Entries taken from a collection

_____

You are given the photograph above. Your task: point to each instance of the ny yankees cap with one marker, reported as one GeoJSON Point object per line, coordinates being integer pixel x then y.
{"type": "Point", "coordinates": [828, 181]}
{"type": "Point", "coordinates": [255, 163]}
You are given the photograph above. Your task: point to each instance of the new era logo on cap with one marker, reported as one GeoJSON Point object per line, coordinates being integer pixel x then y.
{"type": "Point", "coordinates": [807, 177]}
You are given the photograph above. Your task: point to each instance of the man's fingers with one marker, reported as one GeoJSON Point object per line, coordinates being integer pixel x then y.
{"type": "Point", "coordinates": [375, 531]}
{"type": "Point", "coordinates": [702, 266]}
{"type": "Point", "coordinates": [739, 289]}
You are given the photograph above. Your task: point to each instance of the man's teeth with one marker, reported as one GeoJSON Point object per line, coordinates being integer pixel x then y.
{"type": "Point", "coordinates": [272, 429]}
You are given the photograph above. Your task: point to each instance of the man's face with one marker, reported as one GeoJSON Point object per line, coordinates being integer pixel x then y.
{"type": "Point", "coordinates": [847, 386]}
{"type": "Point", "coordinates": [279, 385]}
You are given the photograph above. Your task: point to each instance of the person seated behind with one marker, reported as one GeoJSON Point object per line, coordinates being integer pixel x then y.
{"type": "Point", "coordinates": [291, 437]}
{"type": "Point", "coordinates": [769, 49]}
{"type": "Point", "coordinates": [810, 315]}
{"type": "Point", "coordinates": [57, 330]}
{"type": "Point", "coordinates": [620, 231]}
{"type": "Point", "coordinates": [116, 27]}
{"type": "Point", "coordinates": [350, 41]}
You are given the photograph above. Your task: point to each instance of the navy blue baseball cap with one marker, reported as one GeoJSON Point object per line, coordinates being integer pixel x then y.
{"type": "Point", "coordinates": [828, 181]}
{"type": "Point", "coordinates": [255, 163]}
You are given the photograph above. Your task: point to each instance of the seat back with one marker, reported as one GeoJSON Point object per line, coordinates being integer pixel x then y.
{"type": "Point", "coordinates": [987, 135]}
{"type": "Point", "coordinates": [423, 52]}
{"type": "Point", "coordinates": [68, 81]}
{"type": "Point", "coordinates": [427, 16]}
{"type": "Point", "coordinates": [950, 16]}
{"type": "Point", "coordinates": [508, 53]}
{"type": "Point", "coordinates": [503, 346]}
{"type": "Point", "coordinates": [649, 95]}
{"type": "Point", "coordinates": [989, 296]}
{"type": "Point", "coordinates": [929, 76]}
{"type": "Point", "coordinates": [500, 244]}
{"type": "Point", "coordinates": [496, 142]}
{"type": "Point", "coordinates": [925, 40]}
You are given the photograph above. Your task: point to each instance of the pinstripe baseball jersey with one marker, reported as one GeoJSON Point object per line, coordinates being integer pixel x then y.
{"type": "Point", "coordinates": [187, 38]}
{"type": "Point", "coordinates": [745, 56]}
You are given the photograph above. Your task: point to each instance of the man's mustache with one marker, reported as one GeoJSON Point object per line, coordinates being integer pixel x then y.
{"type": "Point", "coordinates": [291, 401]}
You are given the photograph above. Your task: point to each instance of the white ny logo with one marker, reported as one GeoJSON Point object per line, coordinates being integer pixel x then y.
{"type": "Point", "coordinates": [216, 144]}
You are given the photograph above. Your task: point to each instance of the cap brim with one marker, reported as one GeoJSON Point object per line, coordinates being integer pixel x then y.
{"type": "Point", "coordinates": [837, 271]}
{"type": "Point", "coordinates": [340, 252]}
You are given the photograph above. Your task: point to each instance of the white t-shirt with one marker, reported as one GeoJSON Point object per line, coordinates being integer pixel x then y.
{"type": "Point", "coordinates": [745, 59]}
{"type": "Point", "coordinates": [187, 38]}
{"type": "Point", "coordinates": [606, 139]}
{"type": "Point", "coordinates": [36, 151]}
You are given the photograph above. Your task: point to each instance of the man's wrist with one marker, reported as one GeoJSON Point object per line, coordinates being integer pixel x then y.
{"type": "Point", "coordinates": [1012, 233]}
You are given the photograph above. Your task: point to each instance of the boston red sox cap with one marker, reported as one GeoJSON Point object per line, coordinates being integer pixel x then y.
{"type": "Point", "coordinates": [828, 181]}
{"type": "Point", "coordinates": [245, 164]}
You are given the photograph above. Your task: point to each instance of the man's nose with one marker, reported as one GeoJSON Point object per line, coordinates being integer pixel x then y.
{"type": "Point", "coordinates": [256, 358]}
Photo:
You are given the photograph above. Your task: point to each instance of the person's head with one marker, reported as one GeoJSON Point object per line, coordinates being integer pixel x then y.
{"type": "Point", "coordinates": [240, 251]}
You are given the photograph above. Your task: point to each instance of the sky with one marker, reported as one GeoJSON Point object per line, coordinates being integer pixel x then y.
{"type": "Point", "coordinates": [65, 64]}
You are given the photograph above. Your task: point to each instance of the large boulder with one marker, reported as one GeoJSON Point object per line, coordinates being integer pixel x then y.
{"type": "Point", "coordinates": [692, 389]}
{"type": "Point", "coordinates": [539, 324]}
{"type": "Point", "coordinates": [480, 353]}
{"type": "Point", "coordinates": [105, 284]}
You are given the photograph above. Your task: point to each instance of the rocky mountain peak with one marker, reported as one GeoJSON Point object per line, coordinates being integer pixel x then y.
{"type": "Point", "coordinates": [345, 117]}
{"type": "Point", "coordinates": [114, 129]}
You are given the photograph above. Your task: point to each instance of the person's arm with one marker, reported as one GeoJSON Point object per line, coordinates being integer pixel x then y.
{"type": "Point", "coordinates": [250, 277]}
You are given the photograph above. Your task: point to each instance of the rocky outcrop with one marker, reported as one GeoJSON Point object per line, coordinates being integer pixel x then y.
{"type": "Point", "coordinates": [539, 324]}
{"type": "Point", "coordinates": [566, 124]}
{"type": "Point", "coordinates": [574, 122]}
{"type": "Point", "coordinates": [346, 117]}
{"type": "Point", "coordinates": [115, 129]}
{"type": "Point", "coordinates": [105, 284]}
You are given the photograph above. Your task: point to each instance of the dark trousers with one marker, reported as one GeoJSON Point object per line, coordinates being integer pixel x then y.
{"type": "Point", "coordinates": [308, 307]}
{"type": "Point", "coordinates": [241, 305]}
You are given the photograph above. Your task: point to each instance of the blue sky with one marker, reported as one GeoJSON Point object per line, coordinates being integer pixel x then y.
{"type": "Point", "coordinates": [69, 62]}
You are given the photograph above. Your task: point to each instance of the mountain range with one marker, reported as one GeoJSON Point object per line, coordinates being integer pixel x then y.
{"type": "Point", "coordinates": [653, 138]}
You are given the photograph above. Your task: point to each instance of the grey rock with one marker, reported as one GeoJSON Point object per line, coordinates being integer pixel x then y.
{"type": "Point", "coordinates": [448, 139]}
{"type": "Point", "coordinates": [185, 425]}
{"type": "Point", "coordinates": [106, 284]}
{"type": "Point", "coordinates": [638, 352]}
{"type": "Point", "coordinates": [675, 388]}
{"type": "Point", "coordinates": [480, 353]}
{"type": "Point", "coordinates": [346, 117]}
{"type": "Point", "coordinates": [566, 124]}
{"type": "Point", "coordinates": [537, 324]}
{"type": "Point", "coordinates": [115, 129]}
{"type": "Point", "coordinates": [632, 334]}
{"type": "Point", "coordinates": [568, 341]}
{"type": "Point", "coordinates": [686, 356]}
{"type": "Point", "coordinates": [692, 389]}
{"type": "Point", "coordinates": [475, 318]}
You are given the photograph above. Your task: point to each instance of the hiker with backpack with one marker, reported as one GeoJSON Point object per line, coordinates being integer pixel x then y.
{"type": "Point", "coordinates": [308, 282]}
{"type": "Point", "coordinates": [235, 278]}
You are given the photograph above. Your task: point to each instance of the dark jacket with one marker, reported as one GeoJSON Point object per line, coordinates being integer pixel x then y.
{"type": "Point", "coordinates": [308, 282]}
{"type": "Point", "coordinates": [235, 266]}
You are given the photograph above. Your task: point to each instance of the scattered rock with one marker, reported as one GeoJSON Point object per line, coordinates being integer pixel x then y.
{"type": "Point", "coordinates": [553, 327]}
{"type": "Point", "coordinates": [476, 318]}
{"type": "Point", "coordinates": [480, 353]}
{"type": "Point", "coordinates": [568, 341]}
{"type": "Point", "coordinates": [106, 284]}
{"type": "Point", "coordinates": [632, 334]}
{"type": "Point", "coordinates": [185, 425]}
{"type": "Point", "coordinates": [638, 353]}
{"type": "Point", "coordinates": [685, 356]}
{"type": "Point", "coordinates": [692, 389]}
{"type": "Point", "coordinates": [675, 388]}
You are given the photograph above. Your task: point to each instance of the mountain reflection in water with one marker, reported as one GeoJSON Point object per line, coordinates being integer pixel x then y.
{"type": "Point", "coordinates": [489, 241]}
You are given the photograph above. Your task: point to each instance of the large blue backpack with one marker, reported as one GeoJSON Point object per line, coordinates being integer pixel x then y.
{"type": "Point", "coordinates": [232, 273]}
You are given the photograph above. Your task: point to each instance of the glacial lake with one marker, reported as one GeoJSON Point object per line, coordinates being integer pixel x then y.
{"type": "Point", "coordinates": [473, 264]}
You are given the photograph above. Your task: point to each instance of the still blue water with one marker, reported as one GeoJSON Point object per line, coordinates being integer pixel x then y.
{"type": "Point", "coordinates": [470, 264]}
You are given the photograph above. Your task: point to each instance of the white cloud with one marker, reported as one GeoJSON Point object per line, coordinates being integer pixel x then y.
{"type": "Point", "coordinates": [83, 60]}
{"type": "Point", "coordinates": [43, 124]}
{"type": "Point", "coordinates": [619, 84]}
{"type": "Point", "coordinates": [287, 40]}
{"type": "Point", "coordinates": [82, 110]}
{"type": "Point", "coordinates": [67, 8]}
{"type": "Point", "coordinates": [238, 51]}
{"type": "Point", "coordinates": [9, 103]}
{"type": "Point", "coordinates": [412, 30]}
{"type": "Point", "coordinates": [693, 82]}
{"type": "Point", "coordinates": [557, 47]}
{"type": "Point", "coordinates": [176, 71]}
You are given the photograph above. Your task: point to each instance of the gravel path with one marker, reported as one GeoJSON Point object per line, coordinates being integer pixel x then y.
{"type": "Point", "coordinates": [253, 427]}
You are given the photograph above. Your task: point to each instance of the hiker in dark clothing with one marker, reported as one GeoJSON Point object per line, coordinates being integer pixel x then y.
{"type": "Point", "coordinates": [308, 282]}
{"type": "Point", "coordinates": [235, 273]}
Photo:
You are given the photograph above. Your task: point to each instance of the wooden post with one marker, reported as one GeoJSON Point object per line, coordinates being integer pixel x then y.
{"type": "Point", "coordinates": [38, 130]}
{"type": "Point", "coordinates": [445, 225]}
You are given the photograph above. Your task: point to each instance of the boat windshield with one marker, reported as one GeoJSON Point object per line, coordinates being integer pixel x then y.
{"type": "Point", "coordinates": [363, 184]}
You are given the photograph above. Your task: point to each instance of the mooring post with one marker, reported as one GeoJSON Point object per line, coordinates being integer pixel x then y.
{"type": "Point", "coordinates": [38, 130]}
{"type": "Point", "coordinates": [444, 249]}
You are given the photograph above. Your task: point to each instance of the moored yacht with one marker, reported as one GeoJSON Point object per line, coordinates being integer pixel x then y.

_____

Beginning with the line that holds "of the mooring", please return every line through the end of the data, exactly as written.

* Answer box:
You are given the photograph above. Your task: point to each instance of the mooring post with one marker, reported as one GeoJSON Point object per line, coordinates being integer pixel x then y.
{"type": "Point", "coordinates": [38, 130]}
{"type": "Point", "coordinates": [444, 249]}
You are given the photograph above. Your task: point to each instance of the moored yacht with one marker, reported as one GeoJSON Point object per line, coordinates being integer pixel x then y.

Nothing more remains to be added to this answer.